Written exercise:
Please identify and copy every line of the records that contains the string "shoreline". Case counts.
※
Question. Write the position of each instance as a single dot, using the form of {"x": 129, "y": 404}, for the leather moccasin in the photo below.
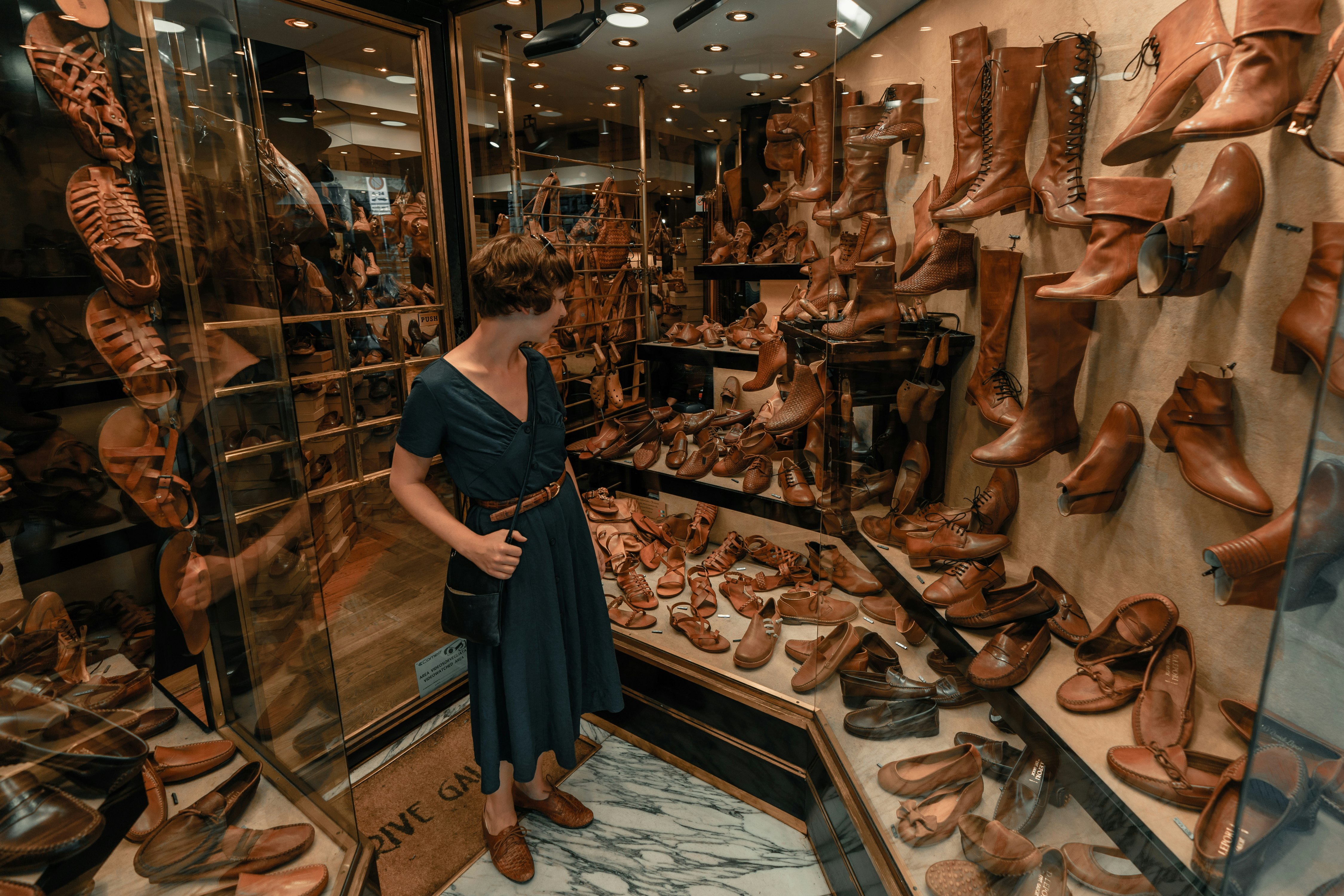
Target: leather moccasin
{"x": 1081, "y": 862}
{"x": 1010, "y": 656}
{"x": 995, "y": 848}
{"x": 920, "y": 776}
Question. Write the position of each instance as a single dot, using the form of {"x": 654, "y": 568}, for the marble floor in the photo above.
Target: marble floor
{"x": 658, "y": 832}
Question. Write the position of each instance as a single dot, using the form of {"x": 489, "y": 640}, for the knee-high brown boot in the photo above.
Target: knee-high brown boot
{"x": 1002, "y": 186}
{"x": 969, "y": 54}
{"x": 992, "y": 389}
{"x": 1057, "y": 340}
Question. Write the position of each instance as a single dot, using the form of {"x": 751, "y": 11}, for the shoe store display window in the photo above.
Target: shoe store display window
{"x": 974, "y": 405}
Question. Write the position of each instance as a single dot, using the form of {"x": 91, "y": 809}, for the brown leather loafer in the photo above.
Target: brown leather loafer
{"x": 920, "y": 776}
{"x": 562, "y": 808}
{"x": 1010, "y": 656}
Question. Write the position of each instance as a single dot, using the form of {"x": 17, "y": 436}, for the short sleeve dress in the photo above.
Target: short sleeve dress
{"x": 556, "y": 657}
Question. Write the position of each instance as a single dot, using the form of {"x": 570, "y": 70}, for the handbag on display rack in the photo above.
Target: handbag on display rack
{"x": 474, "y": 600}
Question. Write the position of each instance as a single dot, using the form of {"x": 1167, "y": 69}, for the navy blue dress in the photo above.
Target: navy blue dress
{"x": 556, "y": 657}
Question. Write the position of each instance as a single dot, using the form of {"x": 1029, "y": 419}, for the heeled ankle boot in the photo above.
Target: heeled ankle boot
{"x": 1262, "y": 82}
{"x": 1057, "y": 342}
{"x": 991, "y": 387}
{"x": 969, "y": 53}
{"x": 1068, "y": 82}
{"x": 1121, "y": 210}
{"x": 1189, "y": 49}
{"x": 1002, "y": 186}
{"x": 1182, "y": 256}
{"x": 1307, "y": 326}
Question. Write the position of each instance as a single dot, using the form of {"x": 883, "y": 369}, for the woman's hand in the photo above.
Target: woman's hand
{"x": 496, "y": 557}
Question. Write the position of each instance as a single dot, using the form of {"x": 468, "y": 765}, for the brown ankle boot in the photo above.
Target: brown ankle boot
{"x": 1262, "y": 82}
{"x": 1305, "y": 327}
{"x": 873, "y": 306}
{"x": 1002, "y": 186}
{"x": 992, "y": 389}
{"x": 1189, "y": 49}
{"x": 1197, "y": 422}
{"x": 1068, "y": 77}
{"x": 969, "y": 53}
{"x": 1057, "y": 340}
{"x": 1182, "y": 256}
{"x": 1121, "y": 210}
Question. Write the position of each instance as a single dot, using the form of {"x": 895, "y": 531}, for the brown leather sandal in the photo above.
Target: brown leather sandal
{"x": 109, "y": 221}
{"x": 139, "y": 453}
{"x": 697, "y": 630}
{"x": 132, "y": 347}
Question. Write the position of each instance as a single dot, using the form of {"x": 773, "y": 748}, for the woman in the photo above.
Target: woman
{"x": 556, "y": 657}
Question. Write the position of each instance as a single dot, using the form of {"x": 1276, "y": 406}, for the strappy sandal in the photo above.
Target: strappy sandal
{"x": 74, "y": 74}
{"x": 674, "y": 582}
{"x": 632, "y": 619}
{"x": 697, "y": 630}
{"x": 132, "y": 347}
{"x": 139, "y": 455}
※
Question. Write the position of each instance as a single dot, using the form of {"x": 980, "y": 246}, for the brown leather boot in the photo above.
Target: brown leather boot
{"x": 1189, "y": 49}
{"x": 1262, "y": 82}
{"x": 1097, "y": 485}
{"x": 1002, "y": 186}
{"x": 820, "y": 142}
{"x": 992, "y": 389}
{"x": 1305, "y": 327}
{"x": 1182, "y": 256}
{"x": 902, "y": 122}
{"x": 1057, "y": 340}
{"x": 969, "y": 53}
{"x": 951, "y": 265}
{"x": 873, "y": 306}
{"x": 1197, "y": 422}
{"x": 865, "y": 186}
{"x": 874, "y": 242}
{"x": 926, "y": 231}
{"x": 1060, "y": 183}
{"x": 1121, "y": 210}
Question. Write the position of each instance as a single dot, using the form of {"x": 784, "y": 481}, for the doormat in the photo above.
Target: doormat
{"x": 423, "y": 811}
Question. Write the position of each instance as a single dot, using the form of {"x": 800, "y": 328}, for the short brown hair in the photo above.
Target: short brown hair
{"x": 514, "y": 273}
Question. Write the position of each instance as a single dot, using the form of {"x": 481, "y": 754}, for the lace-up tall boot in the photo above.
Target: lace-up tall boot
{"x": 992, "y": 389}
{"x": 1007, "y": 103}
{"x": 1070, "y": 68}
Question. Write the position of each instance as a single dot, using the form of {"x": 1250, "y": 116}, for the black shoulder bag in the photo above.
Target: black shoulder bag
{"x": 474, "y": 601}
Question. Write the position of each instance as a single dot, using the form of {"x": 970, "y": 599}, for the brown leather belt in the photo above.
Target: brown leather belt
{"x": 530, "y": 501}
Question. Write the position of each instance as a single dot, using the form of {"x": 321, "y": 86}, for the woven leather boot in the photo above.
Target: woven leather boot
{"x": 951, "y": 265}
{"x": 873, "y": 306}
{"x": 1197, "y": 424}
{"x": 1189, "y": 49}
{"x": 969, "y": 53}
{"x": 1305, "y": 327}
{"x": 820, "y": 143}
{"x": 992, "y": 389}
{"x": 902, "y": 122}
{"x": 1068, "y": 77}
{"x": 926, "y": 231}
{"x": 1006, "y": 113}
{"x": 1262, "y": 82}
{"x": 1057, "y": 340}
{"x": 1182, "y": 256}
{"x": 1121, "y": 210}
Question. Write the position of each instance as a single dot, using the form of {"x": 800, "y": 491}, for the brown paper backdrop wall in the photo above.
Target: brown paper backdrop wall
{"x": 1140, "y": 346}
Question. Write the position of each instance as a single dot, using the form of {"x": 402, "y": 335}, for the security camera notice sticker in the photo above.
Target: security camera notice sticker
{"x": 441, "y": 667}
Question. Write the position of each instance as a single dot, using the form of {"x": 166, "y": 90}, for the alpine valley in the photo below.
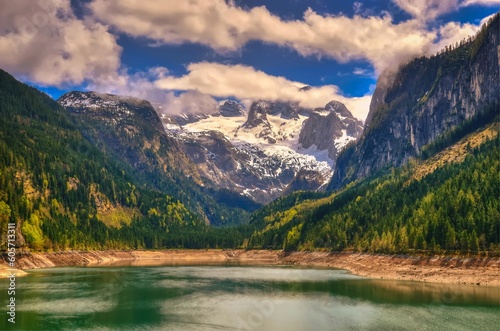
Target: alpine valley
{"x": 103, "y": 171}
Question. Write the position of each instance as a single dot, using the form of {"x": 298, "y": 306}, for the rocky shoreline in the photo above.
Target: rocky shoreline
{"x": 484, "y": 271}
※
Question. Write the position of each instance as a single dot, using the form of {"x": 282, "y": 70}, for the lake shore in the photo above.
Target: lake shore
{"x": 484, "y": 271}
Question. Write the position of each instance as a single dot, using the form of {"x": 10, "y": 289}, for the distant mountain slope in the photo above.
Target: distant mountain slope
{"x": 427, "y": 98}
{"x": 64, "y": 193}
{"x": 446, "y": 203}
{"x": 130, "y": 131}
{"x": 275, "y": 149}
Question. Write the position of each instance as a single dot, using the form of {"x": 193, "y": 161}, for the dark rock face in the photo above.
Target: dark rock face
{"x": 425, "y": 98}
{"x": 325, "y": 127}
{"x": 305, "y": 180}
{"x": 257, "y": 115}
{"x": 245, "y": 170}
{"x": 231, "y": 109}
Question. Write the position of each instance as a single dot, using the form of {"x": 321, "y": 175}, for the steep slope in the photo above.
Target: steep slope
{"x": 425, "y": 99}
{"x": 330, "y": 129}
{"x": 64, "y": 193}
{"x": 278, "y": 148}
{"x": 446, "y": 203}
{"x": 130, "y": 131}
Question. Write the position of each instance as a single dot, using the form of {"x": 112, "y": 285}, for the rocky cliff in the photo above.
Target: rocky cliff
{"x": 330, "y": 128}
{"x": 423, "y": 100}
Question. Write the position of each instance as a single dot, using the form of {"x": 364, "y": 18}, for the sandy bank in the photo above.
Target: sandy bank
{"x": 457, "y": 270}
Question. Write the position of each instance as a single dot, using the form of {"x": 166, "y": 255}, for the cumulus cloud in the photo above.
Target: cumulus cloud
※
Reply to the exercise:
Question. Write the position of each instance as a single dot, using the form of {"x": 298, "y": 306}, for the rocky shoreline in the photo above.
Target: rocky shoreline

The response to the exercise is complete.